#### СПИСОК ЗАДАНИЙ:
• a. Проверьте по тексту о зоне комфорта, верны ли утверждения: (i) многие пациенты сравнивают болезнь с отпуском; (ii) воспаление мочевыводящих путей длилось около десяти лет; (iii) жизнь в зоне комфорта названа плохой. На каждое ответьте «да» или «нет» и дословно приведите решающие слова текста.
• b. Перепишите дословно отрывок из текста о зоне комфорта. Начните со слов, где стоит «Я молчала. У», и остановитесь после «знакомая нам жизнь.».

#### ПРЕДОСТАВЛЕННЫЙ ТЕКСТ:
::::

Я молчала. У меня не было слов пред лицом такой ужасной ноши из боли, пред лицом многих лет невозможной борьбы. Я могла лишь оставаться рядом, присутствовать и не осуждать, не проявлять страх. В плане тренировок ответ Эден называется зоной комфорта. Верно, весьма неприятно складываться пополам от пронзающей желудок боли, переползать с кровати в ванную и назад, закрываться от мира, потому что уже не можешь выслушивать поток советов и жалостливые взгляды людей вокруг тебя, мучиться из-за диареи по десятку раз на день и постоянно находиться среди врачей, проходя обследования и переливания… и все это знакомая нам безопасная зона. Как и описала ее Эден, это знакомая нам жизнь.
Подсознательно эта жизнь стала предпочтительнее любой альтернативе болезни.
Некоторые объясняют это тем, что без болезни им пришлось бы разбираться с проблемами, с которыми они не знают, что делать, например обучением в университете или поиском работы или с функциями супруга и родителя. Многие пациенты описывают болезнь как «передышку» от мира, своего рода отпуск, потому что у них нет другого способа найти для себя это время. Или им просто не хватает для этого способностей. Мы можем провести всю свою жизнь в зоне комфорта и не осознавать, что именно сознание выбирает ее для нас. Это не хорошо и не плохо; просто это так. Например, я много лет страдала от возвращающегося воспаления в мочевыводящих путях. И лишь через почти 25 лет борьбы, когда я стала полностью зависеть от антибиотиков, появилась мысль, что, возможно, воспаление было подсознательным способом моего тела попытаться сказать мне что-то и что мне нужно было искать альтернативные способы борьбы.

::::

#### СВЕДЕНИЯ:
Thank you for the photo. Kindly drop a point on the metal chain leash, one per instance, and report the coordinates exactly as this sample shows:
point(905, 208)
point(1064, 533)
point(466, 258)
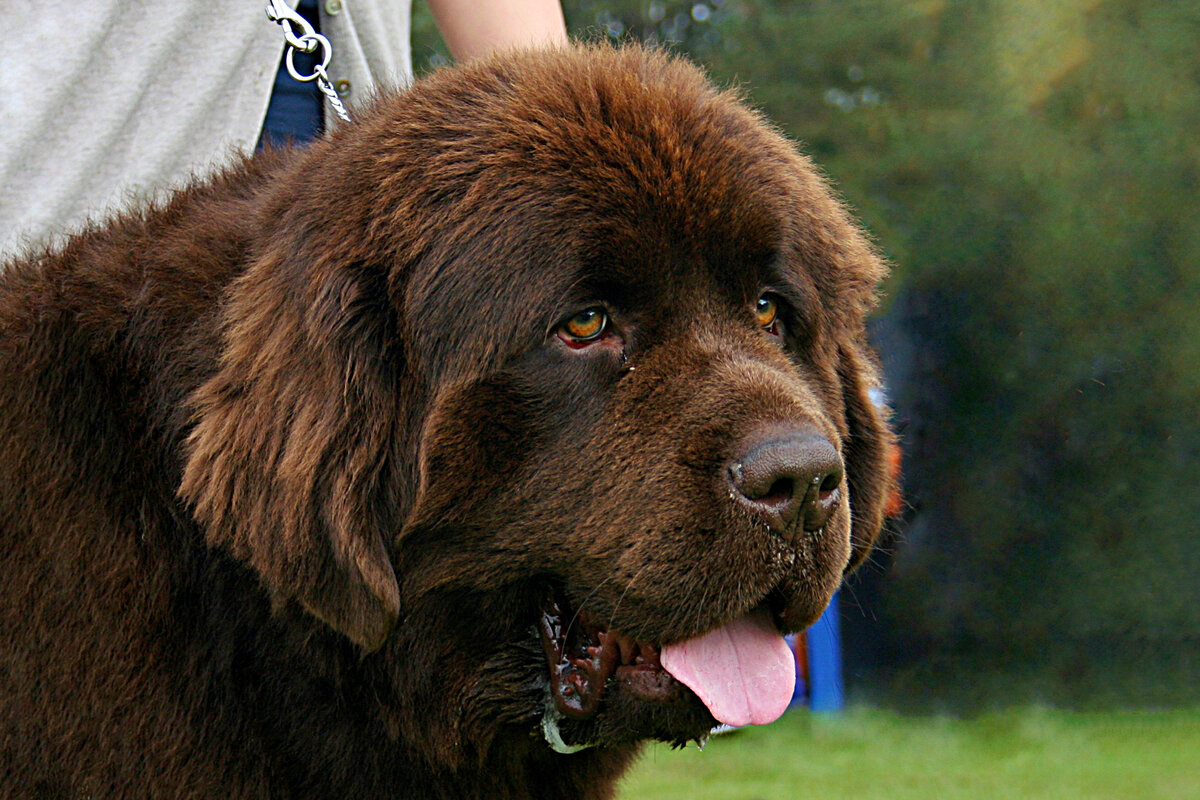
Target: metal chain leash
point(309, 41)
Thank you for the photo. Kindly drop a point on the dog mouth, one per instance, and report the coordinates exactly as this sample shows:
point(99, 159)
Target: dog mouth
point(583, 655)
point(741, 673)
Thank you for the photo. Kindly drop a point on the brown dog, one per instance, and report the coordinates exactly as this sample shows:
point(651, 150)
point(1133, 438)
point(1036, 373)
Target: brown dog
point(520, 415)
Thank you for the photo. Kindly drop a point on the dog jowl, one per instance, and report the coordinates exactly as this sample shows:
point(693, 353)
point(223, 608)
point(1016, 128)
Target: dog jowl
point(523, 415)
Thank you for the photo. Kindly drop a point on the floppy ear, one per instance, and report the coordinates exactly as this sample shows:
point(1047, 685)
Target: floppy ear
point(865, 450)
point(288, 465)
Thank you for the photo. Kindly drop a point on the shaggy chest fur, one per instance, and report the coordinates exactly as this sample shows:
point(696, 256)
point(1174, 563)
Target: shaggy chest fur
point(431, 462)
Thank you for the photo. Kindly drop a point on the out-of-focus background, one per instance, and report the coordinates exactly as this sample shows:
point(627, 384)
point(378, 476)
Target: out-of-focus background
point(1032, 169)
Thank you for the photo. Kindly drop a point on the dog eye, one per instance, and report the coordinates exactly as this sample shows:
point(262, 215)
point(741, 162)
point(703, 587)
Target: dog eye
point(766, 311)
point(586, 326)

::::

#### ОТВЕТЫ ПО ЗАДАНИЯМ:
• a.
(i) Да: «своего рода отпуск».
(ii) Нет: «через почти 25 лет борьбы».
(iii) Нет: «Это не хорошо и не плохо; просто это так».

• b.
Я молчала. У меня не было слов пред лицом такой ужасной ноши из боли, пред лицом многих лет невозможной борьбы. Я могла лишь оставаться рядом, присутствовать и не осуждать, не проявлять страх. В плане тренировок ответ Эден называется зоной комфорта. Верно, весьма неприятно складываться пополам от пронзающей желудок боли, переползать с кровати в ванную и назад, закрываться от мира, потому что уже не можешь выслушивать поток советов и жалостливые взгляды людей вокруг тебя, мучиться из-за диареи по десятку раз на день и постоянно находиться среди врачей, проходя обследования и переливания… и все это знакомая нам безопасная зона. Как и описала ее Эден, это знакомая нам жизнь.